- _Ausgewählter Text_
----
Jahrestage. Aus dem Leben von Gesine Cresspahl (1970-1983)
Jahrestage. Aus dem Leben von Gesine Cresspahl ist das Hauptwerk des 1934 in Kammin (heute: Kamien Pomorski, Polen) geborenen Uwe Johnson. Die beinahe 2.000 Seiten des Romans erstrecken sich über vier Bände, die zwischen 1970 und 1983 im Suhrkamp Verlag erschienen.
Die Protagonistin des Romans ist Gesine Cresspahl, eine Deutsche, die als Bankangestellte mit ihrer Tochter Marie im New York der 1960er Jahre lebt. Gesine erzählt Marie über ein Jahr hinweg Abend für Abend die Geschichte ihrer Mecklenburger Familie. Der Roman ist in 366 Tageseinträge gegliedert. Sie beginnen mit einem undatierten Vorspann und reichen dann vom 21. August 1967 bis zum 20. August 1968.
----
- _Aufgaben_
[A] In welchem Verlag erschienen die vier Bände laut dem Text über „Jahrestage“?
[B] Übersetze den Satz „Der Roman ist in 366 Tageseinträge gegliedert.“ aus dem Text über „Jahrestage“ ins Englische.
[C] Führe bitte den Text über „Jahrestage“ nach seinem letzten Satz fort.
Die Zeilen spielen hierfür keine Rolle.

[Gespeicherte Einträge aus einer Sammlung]
----
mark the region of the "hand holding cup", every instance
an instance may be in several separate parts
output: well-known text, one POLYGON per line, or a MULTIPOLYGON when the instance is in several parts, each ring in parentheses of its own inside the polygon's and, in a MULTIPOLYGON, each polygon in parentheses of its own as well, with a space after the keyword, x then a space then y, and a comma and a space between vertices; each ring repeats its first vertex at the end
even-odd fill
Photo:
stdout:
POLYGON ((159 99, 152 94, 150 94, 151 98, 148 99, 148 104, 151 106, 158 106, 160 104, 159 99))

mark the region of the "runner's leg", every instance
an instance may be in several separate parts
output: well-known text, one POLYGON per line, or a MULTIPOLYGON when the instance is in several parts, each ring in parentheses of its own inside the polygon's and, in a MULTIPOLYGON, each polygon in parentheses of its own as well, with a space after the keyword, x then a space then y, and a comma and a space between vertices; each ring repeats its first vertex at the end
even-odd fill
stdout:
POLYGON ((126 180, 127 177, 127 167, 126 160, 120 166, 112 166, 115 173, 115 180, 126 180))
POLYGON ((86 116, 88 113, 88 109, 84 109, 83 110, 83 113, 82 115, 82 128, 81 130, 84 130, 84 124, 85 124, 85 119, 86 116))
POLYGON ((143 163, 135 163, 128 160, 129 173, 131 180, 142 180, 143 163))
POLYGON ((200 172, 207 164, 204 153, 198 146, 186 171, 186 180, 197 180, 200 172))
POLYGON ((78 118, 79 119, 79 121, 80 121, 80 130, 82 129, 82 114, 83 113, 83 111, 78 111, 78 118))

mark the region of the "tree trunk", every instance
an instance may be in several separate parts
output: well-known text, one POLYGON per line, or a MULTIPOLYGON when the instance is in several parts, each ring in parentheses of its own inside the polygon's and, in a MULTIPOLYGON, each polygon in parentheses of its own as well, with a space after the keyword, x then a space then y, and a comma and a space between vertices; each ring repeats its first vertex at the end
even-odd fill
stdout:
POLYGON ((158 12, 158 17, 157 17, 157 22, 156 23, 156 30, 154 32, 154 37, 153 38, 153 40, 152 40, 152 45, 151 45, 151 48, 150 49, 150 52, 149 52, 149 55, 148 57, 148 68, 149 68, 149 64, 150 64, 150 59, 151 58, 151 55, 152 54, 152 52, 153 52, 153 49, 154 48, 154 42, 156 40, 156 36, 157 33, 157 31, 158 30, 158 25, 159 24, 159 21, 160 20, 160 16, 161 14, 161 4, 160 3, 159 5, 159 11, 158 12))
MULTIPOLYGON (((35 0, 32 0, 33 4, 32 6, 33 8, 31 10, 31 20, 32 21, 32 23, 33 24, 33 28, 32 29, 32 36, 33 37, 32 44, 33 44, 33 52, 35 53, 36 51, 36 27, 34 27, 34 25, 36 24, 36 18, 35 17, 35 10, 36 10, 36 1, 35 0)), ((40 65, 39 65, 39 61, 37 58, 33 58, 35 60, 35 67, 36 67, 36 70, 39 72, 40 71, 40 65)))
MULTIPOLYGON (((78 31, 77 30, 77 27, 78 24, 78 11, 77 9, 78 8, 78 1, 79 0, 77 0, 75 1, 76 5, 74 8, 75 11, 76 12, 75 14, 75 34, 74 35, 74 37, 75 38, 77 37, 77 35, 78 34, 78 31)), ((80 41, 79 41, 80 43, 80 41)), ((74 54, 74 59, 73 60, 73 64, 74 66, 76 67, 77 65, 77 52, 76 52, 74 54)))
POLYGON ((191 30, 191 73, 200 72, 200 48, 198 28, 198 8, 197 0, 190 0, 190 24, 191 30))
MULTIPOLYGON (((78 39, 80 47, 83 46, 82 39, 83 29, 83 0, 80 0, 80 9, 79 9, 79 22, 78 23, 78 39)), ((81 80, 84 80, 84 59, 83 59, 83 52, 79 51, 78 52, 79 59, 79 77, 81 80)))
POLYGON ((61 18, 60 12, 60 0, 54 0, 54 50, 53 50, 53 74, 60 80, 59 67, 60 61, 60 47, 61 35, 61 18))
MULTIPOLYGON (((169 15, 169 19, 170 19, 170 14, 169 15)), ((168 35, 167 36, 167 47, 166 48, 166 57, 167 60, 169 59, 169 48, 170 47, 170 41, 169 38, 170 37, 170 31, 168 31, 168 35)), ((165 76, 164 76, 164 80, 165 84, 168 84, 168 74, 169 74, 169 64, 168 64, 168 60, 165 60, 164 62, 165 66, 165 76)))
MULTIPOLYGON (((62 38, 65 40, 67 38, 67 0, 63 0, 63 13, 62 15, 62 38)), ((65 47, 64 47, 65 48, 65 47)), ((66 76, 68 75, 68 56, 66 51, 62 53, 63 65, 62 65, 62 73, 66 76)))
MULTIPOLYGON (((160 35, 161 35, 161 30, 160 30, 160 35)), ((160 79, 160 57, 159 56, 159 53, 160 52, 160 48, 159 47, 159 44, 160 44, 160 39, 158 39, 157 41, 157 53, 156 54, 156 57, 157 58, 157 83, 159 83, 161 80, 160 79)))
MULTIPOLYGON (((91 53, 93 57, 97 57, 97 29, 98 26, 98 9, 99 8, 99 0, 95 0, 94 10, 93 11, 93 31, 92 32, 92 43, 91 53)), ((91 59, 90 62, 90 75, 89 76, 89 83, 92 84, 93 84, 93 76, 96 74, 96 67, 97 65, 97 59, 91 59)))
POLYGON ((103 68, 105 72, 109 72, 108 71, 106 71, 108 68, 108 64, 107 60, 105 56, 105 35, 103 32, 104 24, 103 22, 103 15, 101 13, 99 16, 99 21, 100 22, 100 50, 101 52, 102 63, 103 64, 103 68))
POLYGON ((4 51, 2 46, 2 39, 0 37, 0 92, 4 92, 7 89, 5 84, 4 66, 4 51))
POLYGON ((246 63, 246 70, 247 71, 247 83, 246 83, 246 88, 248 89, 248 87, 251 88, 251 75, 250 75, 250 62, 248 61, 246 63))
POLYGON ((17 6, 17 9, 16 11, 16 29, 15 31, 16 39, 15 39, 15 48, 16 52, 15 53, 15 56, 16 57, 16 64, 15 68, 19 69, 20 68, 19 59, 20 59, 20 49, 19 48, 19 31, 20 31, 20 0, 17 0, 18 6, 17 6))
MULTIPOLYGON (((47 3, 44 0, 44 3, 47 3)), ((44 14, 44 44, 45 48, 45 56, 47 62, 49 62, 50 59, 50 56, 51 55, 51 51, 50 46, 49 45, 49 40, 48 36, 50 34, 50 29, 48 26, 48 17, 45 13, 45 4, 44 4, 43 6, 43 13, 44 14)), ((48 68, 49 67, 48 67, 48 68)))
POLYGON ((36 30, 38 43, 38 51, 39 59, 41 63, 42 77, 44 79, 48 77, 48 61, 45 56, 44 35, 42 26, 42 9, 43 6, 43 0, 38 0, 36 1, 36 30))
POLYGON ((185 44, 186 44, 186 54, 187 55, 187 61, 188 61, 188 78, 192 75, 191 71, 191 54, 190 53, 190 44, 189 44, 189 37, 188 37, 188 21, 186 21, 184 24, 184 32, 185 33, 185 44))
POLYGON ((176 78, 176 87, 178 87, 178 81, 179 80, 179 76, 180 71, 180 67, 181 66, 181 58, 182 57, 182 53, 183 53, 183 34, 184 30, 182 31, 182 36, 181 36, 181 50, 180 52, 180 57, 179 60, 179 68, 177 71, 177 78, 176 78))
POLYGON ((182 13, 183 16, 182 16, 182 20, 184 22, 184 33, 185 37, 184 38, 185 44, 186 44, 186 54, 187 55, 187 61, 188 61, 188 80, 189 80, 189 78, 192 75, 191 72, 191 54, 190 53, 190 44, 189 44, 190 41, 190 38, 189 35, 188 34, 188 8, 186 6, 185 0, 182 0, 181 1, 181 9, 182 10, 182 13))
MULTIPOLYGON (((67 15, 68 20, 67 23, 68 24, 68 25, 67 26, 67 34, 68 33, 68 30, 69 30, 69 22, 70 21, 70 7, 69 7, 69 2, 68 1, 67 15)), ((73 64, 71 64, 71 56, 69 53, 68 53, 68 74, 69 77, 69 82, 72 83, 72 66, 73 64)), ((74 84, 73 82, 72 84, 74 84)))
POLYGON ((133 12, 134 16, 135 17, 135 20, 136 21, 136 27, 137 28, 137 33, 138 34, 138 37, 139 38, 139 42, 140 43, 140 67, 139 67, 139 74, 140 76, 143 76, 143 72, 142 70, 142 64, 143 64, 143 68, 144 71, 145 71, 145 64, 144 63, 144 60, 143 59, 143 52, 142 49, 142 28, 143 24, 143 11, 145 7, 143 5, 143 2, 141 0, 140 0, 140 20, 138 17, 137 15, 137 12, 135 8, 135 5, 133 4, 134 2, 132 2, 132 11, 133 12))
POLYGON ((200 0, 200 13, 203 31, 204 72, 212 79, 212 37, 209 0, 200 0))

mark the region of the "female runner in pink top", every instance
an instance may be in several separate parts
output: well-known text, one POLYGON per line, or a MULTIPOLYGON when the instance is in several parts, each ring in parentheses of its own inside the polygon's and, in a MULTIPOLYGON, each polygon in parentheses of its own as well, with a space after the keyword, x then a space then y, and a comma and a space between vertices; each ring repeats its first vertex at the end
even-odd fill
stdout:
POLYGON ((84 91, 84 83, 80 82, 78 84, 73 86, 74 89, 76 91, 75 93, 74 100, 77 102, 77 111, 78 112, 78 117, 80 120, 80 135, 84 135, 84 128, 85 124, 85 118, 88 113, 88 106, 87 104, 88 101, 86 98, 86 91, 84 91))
----
- _Ergebnisse je Aufgabe_
[A] Im Suhrkamp Verlag.

[B] The novel is divided into 366 daily entries.

[C]
Beginnend mit der Geburt von Maries Großvater Heinrich Cressphal im Oktober 1888 ist die Familiengeschichte mit acht Jahrzehnten deutscher Zeitgeschichte verknüpft. Nach einem Aufenthalt im britischen Richmond zieht Cresspahl nach der Geburt seiner Tochter Gesine im Jahr der nationalsozialistischen Machtergreifung zu Frau und Tochter ins mecklenburgische Jerichow. Nach dem Selbstmord seiner Frau Lisbeth in der Reichspogromnacht lebt er bis zum Ende des Zweiten Weltkrieges als alleinerziehender Vater mit seiner Tochter Gesine zusammen. Er arbeitet als Tischler auf dem Militärflughafen Marienfelde und verdeckt für den britischen Geheimdienst. Nach dem Ende des Krieges wird er von den britischen Besatzern als Bürgermeister von Jerichow eingesetzt, doch fällt das westliche Mecklenburg noch 1945 im Tausch für Berliner Sektoren an die sowjetischen Besatzer. Anfangs im Amt als Bürgermeister bestätigt, wird er im Oktober 1945 durch die Sowjets festgenommen und ins Lager Fünfeichen bei Neubrandenburg gebracht, in dem er bis Mai 1948 festgehalten wird.
Während der Inhaftierung ihres Vaters lebt Gesine mit Frau Abs und deren Sohn Jakob zusammen, die als Ostflüchtlinge nach dem Krieg von Cresspahl aufgenommen wurden. Frau Abs wird für Gesine zur Ersatzmutter, Jakob anfänglich zum ‚Bruder‘, später zum Geliebten.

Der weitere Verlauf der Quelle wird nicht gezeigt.